* Stated task: Rewrite each line of the data below as one string in a JSON list, omitting blank lines. Leave out the pictures.

BEGIN

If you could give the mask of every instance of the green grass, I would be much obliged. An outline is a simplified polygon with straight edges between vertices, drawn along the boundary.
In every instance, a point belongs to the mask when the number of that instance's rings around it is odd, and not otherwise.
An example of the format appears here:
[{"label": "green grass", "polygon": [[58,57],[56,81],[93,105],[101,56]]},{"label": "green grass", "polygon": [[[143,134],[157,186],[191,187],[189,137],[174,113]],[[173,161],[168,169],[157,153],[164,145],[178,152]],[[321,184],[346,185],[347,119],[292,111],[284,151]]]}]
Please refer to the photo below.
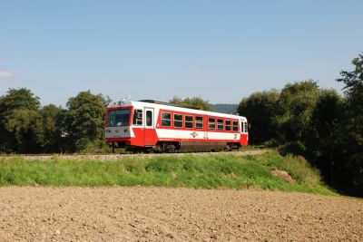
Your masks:
[{"label": "green grass", "polygon": [[[296,180],[288,183],[270,174],[288,171]],[[301,157],[204,154],[197,156],[135,156],[119,160],[44,160],[22,157],[0,158],[0,186],[162,186],[204,189],[262,189],[332,195],[316,169]]]}]

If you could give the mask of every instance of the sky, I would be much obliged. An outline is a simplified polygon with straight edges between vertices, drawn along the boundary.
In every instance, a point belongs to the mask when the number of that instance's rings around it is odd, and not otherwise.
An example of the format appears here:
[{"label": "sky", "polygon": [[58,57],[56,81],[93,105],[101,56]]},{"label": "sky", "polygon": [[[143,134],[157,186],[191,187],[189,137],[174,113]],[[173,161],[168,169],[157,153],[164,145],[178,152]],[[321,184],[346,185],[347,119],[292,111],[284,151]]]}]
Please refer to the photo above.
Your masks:
[{"label": "sky", "polygon": [[335,80],[363,52],[363,1],[0,0],[0,95],[27,88],[65,106],[254,92]]}]

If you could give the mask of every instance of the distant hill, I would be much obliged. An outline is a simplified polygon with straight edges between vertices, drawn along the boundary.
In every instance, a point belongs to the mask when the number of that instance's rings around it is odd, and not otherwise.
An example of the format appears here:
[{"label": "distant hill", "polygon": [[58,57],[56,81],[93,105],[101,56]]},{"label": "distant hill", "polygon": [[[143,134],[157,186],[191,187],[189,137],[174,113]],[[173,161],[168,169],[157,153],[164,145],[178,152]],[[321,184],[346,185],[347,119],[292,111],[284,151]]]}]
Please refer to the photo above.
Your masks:
[{"label": "distant hill", "polygon": [[211,106],[214,111],[228,113],[228,114],[236,113],[238,108],[238,104],[218,103],[218,104],[211,104]]}]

END

* Finished task:
[
  "If you could give the mask of every instance of the green grass, I would be much obliged. An outline is a simplified polygon with straight edges between vertices, drawn along the boundary.",
  "In every instance, a point belongs to the mask when the number of that instance's rings around it is odd, and not otherwise.",
  "An example of the format appears here:",
  "[{\"label\": \"green grass\", \"polygon\": [[58,57],[56,81],[93,105],[101,56]]},{\"label\": \"green grass\", \"polygon\": [[[143,134],[157,186],[191,187],[189,137],[174,113]],[[173,161],[168,169],[157,153],[164,145],[178,152]],[[321,184],[346,185],[347,119],[292,111],[284,151]]]}]",
  "Please refer to the photo below.",
  "Your masks:",
  "[{\"label\": \"green grass\", \"polygon\": [[[296,180],[288,183],[270,174],[288,171]],[[301,157],[204,154],[197,156],[135,156],[119,160],[44,160],[22,157],[0,158],[0,186],[162,186],[204,189],[262,189],[332,195],[316,169]]]}]",
  "If you could give the mask of every instance of the sky, I would be much obliged. An outline is a simplified polygon with straight edges between vertices, drawn along the boundary.",
  "In every instance, a point belongs to the mask when the number of that instance's rings around it is odd, and not otherwise.",
  "An example of the format appears here:",
  "[{\"label\": \"sky\", \"polygon\": [[58,57],[56,81],[93,105],[101,56]]},{\"label\": \"sky\", \"polygon\": [[[143,134],[157,186],[191,187],[189,137],[174,113]],[[173,161],[168,169],[157,153],[164,145],[178,152]],[[321,184],[346,185],[347,119],[292,111],[284,151]]]}]",
  "Please refer to the photo above.",
  "Your masks:",
  "[{\"label\": \"sky\", \"polygon\": [[335,80],[363,52],[363,1],[0,0],[0,95],[27,88],[65,106],[254,92]]}]",
  "If you could give the mask of every instance of the distant hill, I would be much obliged. An outline is a simplified polygon with straight edges between vertices, drawn along the boundary.",
  "In every instance, a point belongs to the mask when the number of that instance's rings around it is odd, and not otherwise.",
  "An example of the format appears here:",
  "[{\"label\": \"distant hill\", \"polygon\": [[58,57],[56,81],[93,105],[101,56]]},{\"label\": \"distant hill\", \"polygon\": [[[143,134],[157,186],[191,187],[189,137],[174,113]],[[173,161],[168,169],[157,153],[164,145],[178,152]],[[321,184],[346,185],[347,119],[292,111],[284,151]]]}]",
  "Please refer to the photo above.",
  "Your masks:",
  "[{\"label\": \"distant hill\", \"polygon\": [[211,106],[214,111],[228,113],[228,114],[236,113],[238,108],[238,104],[218,103],[218,104],[211,104]]}]"
]